═════ Article

This month, USGBC launched a brand refresh. I want to explain the design thinking that went into the brand refresh, and showcase all the work that went into the project.

Evolving our brand

First, why would you even do a brand refresh? Companies rebrand to remain relevant. It’s as simple as that. You can’t change what people already think of your brand—those are their memories. But you can change how they feel about you moving forward. USGBC is 25 years old, and we are the expert in our industry. But to remain relevant and show our audience that we are still at the top, we needed to refresh. I aimed to modernize the USGBC brand and show that the organization is evolving.

I decided to stop using our gray seal as the main logo. We have used it for so long that is has begun to feel dated. Moving forward, I introduced using the black seal on formal printed materials such as letterhead, certificates and advertisements. This is our most recognizable mark and should be future customers’ introduction to our brand. Using the black seal offers high contrast, and it feels like a modern spin on an existing presence.

I also introduced a new piece to our recognizable look: our oak leaves. We will now use the oak leaves in an informal context. This includes social media, staff merchandise or promotional swag like stickers or tote bags. Since this wasn’t a full rebrand for the organization, this was a way to evolve our logo subtly and introduce some new applications for a fresh take on the brand.

Along with our oak leaves, I introduced a new lowercase wordmark that is reserved specifically for employee use. It will be used on staff business cards, as well as internal staff communications. This wordmark is meant to encompass our staff culture. It’s a way to bring us together and have an internal look and feel as an organization.

Introducing new colors and fonts

For 25 years, USGBC has had a huge color palette. I decided to trim this down to a smaller range of colors, and I chose colors that evoke emotions we hope people associate with USGBC. The new palette is approachable, and you’ll notice a lot of our colors are in the blue family—blue tends to be associated with trust, stability and loyalty.

══════════
═════ Listed records

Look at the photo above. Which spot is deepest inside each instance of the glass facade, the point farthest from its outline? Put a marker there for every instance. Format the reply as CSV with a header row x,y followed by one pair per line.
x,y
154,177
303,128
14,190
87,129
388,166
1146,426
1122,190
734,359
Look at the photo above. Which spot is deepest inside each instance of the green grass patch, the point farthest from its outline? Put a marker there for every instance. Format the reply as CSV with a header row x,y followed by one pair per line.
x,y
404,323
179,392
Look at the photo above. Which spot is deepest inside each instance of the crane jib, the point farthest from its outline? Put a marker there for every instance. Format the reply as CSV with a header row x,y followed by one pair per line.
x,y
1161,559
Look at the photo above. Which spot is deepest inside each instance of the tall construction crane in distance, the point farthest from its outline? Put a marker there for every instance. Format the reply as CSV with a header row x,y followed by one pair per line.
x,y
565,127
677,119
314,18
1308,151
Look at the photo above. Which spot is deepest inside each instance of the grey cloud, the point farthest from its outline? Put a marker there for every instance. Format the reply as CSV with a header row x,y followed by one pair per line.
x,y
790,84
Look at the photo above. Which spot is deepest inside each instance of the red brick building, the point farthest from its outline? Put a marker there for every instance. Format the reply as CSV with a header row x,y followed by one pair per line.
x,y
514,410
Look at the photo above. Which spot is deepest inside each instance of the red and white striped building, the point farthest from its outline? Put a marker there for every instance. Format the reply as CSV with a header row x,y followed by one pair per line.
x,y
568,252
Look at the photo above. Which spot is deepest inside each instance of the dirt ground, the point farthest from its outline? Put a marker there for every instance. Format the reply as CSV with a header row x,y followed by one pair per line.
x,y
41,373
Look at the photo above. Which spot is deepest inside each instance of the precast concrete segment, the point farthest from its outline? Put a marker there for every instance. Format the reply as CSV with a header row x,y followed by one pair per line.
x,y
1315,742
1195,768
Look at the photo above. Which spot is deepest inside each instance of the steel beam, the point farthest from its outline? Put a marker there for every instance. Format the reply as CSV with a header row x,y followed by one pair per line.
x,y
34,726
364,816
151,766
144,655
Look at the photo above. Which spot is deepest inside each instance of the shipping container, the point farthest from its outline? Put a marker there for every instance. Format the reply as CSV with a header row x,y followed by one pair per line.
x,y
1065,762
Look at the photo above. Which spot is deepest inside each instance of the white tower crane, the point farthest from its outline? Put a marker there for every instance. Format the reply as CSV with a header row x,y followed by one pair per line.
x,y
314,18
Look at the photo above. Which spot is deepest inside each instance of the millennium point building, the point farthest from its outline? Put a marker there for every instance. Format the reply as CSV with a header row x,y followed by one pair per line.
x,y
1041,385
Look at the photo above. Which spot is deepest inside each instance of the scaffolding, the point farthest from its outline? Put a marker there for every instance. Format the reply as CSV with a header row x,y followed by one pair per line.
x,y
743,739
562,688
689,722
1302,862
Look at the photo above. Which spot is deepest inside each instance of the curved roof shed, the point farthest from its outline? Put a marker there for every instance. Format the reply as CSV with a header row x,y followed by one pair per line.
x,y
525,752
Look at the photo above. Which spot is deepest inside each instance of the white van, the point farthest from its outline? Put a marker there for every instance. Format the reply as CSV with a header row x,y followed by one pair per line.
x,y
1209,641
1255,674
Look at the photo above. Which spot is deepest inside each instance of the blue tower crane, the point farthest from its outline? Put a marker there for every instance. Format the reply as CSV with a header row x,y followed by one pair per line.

══════════

• [Required tasks]:
[A] According to the USGBC brand refresh article, are these statements true? (i) The black seal is to appear on formal printed materials. (ii) The oak leaves are meant for formal settings. (iii) The new lowercase wordmark is intended for customers. Answer yes or no for each, and quote the article's words that settle it.
[B] Why does the new palette in the USGBC brand refresh article lean heavily on blues?
[C] How old is USGBC, according to the brand refresh article?
Nothing here depends on the records.

• [Responses for each task]:
[A]
(i) Yes: "I introduced using the black seal on formal printed materials such as letterhead, certificates and advertisements."
(ii) No: "We will now use the oak leaves in an informal context."
(iii) No: "a new lowercase wordmark that is reserved specifically for employee use."

[B] Many of the new colors are blue because blue tends to be associated with trust, stability and loyalty. These are emotions the organization hopes people link with USGBC.

[C] 25 years old.